━━ Stored records ━━

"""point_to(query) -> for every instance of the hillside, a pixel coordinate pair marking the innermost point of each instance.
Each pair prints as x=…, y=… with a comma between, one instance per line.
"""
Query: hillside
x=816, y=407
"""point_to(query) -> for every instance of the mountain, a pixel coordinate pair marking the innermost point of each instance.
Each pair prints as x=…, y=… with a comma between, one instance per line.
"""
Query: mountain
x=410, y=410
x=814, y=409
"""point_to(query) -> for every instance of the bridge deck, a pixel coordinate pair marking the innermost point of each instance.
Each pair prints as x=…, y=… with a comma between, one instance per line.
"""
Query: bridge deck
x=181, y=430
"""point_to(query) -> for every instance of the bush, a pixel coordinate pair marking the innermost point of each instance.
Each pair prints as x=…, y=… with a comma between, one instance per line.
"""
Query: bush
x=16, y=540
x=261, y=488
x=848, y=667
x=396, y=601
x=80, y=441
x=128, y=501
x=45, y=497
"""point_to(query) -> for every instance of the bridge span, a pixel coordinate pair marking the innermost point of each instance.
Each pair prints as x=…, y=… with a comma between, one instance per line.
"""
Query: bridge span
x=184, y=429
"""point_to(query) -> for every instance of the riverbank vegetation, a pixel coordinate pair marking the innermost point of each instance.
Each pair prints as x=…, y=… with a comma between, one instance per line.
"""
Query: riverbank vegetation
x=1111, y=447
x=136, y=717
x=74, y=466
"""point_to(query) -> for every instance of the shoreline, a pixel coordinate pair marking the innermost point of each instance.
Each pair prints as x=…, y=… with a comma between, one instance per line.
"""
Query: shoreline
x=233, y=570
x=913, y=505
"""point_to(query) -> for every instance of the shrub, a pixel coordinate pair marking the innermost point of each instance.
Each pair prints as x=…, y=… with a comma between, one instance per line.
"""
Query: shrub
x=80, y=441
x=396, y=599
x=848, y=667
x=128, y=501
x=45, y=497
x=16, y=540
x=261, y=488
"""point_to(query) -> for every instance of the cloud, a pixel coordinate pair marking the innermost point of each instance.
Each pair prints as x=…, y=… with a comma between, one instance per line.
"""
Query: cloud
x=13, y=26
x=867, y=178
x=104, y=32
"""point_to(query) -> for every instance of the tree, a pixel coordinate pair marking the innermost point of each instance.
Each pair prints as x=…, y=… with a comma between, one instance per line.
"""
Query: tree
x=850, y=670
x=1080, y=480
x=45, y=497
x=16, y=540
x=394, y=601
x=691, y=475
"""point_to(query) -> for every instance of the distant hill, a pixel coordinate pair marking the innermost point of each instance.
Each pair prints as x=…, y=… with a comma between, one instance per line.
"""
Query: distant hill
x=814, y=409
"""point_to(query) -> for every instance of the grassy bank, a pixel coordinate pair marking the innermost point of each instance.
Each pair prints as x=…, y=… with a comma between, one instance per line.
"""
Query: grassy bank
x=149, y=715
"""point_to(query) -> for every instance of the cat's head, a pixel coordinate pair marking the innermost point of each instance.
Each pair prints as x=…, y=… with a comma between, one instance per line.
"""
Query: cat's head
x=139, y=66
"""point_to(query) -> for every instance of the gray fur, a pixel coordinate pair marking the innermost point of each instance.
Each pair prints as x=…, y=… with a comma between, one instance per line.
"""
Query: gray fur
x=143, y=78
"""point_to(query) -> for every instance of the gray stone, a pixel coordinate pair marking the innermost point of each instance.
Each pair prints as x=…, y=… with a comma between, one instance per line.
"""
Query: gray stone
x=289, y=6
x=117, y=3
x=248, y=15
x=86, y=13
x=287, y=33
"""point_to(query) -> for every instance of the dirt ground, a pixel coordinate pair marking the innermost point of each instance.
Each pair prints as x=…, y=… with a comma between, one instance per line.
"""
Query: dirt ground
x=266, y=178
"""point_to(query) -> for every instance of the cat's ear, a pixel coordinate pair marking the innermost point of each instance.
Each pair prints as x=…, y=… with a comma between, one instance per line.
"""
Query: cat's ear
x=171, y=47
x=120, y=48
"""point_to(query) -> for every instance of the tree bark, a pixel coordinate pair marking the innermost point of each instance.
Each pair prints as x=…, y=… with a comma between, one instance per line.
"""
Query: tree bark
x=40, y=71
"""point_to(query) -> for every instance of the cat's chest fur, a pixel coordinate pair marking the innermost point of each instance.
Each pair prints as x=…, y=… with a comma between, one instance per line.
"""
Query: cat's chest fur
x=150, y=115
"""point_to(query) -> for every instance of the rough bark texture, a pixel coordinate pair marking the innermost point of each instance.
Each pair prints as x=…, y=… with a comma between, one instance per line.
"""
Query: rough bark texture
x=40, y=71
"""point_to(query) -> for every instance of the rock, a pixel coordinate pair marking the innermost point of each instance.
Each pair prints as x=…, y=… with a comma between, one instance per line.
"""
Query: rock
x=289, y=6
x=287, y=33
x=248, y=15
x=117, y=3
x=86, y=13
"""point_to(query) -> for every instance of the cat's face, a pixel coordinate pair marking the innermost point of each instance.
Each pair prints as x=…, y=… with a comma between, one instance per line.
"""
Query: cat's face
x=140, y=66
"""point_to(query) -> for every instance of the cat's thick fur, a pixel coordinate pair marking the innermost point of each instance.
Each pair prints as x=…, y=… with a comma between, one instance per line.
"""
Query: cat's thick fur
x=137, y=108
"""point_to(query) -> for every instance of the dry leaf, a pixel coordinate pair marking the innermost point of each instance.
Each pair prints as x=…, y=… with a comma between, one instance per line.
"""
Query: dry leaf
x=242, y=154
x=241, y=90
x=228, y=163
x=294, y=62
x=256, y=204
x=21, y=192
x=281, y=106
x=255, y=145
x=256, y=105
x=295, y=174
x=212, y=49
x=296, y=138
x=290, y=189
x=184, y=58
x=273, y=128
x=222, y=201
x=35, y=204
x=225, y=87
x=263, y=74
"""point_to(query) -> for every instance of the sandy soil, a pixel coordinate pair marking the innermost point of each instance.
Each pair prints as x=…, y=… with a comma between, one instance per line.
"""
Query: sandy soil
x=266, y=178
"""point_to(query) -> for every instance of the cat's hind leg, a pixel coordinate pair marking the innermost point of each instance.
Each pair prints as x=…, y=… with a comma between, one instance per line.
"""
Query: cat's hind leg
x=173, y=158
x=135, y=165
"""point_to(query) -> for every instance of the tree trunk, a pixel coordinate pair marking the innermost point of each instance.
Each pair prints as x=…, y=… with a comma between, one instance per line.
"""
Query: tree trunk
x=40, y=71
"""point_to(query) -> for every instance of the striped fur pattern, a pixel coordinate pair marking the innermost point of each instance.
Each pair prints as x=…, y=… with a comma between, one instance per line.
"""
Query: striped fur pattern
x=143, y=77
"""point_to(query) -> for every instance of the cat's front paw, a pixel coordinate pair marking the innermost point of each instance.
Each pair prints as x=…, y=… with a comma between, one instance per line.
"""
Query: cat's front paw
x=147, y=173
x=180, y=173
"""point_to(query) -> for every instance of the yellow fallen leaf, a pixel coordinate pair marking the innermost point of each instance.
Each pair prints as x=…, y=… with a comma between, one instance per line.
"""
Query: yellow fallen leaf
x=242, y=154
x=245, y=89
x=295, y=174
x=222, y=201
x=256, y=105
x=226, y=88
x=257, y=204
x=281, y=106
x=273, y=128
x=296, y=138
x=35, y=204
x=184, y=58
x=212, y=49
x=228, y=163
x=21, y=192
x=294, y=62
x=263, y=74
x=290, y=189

━━━

**Short exercise**
Copy the data above again, swapping every occurrence of "innermost point" for "central point" and keeping all other text unchanged.

**Answer for this exercise**
"""point_to(query) -> for every instance of the hillside, a pixel coordinate pair marking the central point of each instance.
Each pair prints as x=…, y=… with a comma between, one instance per line.
"""
Query: hillside
x=816, y=407
"""point_to(query) -> for every instance of the mountain, a pixel coordinate pair marking the central point of each instance.
Each pair prints as x=…, y=… with a comma between, one instance per line.
"""
Query: mountain
x=410, y=410
x=814, y=409
"""point_to(query) -> for every instance of the bridge deck, a pixel coordinate pair marking the central point of each instance.
Each pair prints as x=…, y=… with a comma between, one instance per line.
"""
Query: bridge deck
x=181, y=430
"""point_to(query) -> for every instance of the bush, a pixel coordinate pair marking the central point of each instance.
Each pair prints as x=…, y=… with a comma between, one instance per line.
"""
Query: bush
x=16, y=540
x=261, y=488
x=848, y=667
x=396, y=601
x=80, y=441
x=128, y=501
x=45, y=497
"""point_to(query) -> for every instance of the bridge span, a pixel coordinate pair marking the central point of each instance.
Each pair prints as x=…, y=… with a comma between, one instance per line.
"""
Query: bridge span
x=184, y=429
"""point_to(query) -> for every instance of the riverbank vegetation, a pixel coordinate pair marking the central point of each instance.
Each pair prints as x=…, y=… with a comma between, one instance per line.
"""
Query: riverbank vegetation
x=1111, y=447
x=136, y=717
x=74, y=466
"""point_to(query) -> for every instance of the shoreline, a pixel coordinate pair marking the central point of each instance.
Each pair prints as x=…, y=… with a comma between, one instance per line.
"""
Query: shoreline
x=233, y=570
x=913, y=505
"""point_to(query) -> for every instance of the shrub, a pixel coordinate pair marking the central point of each instance.
Each pair prints as x=…, y=… with a comma between, one instance per line.
"""
Query: shrub
x=80, y=441
x=396, y=599
x=848, y=667
x=128, y=501
x=45, y=497
x=16, y=540
x=261, y=488
"""point_to(query) -> for every instance of the cloud, a pixel coordinate pair marking the central point of each instance.
Each pair prints as x=…, y=… with a comma between, one instance per line.
"""
Query: cloud
x=13, y=26
x=867, y=178
x=104, y=32
"""point_to(query) -> for every instance of the tree, a pixel coordinate pair marking the central point of each instance.
Each pair prints as x=…, y=… with a comma between, one instance per line.
"""
Query: tree
x=850, y=670
x=1080, y=480
x=45, y=497
x=16, y=540
x=394, y=601
x=691, y=475
"""point_to(query) -> for every instance of the distant hill, a pixel coordinate pair marking the central point of each instance.
Each pair prints as x=…, y=… with a comma between, one instance per line.
"""
Query: distant hill
x=814, y=409
"""point_to(query) -> for every instance of the grassy bank, a pixel coordinate pair marking the central point of each instance.
Each pair prints as x=…, y=… with a comma between, one instance per line.
"""
Query: grassy bank
x=149, y=715
"""point_to(query) -> for every instance of the cat's head, a pixel coordinate pair marking the central point of each instance.
Each pair prints as x=…, y=… with a comma between, one instance per line.
"""
Query: cat's head
x=139, y=66
"""point_to(query) -> for every instance of the gray fur, a pixel coordinate pair marking the central point of each instance.
Each pair prints as x=…, y=… with a comma between, one instance per line.
"""
Query: gray fur
x=143, y=78
"""point_to(query) -> for every instance of the gray stone, a pixel coordinate pair marking the central point of each instance.
Each pair prints as x=…, y=… with a comma between, one instance per line.
"""
Query: gray stone
x=289, y=6
x=117, y=3
x=248, y=15
x=86, y=13
x=287, y=33
"""point_to(query) -> for every instance of the dirt ground, a pixel coordinate pair marking the central point of each instance.
Each pair prints as x=…, y=… with a comma between, one instance per line.
"""
Query: dirt ground
x=266, y=178
"""point_to(query) -> for every instance of the cat's ear, a pixel coordinate pair marking the central point of each instance.
Each pair prints as x=…, y=… with a comma between, one instance per line.
"""
Query: cat's ear
x=171, y=47
x=120, y=48
"""point_to(query) -> for every instance of the tree bark, a pixel coordinate pair marking the central point of each instance.
Each pair prints as x=…, y=… with a comma between, one instance per line.
"""
Query: tree bark
x=40, y=71
"""point_to(query) -> for every instance of the cat's chest fur, a pixel coordinate pair marking the central point of each instance.
Each pair prints as x=…, y=… with a comma between, one instance per line.
"""
Query: cat's chest fur
x=150, y=115
"""point_to(query) -> for every instance of the rough bark texture, a pixel coordinate pair marking the central point of each instance.
Each pair prints as x=…, y=… with a comma between, one instance per line.
"""
Query: rough bark texture
x=40, y=71
"""point_to(query) -> for every instance of the rock, a pixel coordinate pair marking the central point of each instance.
Each pair prints as x=…, y=… with a comma between, one instance per line.
"""
Query: rock
x=289, y=6
x=287, y=33
x=248, y=15
x=117, y=3
x=86, y=13
"""point_to(query) -> for every instance of the cat's face, a pixel coordinate pair marking the central point of each instance.
Each pair prints as x=…, y=… with a comma between, one instance per line.
"""
Query: cat's face
x=140, y=66
"""point_to(query) -> for every instance of the cat's thick fur, a pixel coordinate pair marking the central point of each instance.
Each pair prints as x=…, y=… with a comma between, one instance per line.
"""
Query: cat's thick fur
x=137, y=108
"""point_to(query) -> for every instance of the dry leaf, a pixel coordinate pair marking the central point of each instance.
Each pair prints as x=…, y=… with a comma between, one instance per line.
"""
Query: dry leaf
x=242, y=154
x=241, y=90
x=228, y=163
x=294, y=62
x=256, y=204
x=21, y=192
x=281, y=106
x=255, y=145
x=256, y=105
x=295, y=174
x=212, y=49
x=296, y=138
x=290, y=189
x=184, y=58
x=273, y=128
x=222, y=201
x=35, y=204
x=225, y=87
x=263, y=74
"""point_to(query) -> for every instance of the sandy soil, a pixel coordinate pair marking the central point of each instance.
Each pair prints as x=…, y=… with a comma between, one instance per line.
"""
Query: sandy soil
x=266, y=178
"""point_to(query) -> for every instance of the cat's hind leg, a pixel coordinate pair marking the central point of each instance.
Each pair prints as x=…, y=… with a comma between, one instance per line.
"""
Query: cat's hind leg
x=173, y=158
x=135, y=165
"""point_to(query) -> for every instance of the tree trunk, a pixel coordinate pair marking the central point of each instance.
Each pair prints as x=…, y=… with a comma between, one instance per line.
"""
Query: tree trunk
x=40, y=71
"""point_to(query) -> for every instance of the striped fur pattern, a pixel coordinate pair marking the central point of each instance.
Each pair prints as x=…, y=… with a comma between, one instance per line.
"""
Query: striped fur pattern
x=143, y=77
"""point_to(query) -> for every instance of the cat's front paw, a pixel coordinate pair marking the central point of each instance.
Each pair prints as x=…, y=… with a comma between, one instance per line.
"""
Query: cat's front paw
x=147, y=173
x=180, y=173
"""point_to(query) -> for every instance of the yellow fallen leaf, a pixel coordinate pair marking the central point of each instance.
Each pair prints as x=…, y=… with a comma between, one instance per line.
"""
Query: yellow fallen leaf
x=242, y=154
x=245, y=89
x=295, y=174
x=222, y=201
x=256, y=105
x=226, y=88
x=257, y=204
x=281, y=106
x=273, y=128
x=296, y=138
x=35, y=204
x=184, y=58
x=212, y=49
x=228, y=163
x=21, y=192
x=294, y=62
x=263, y=74
x=290, y=189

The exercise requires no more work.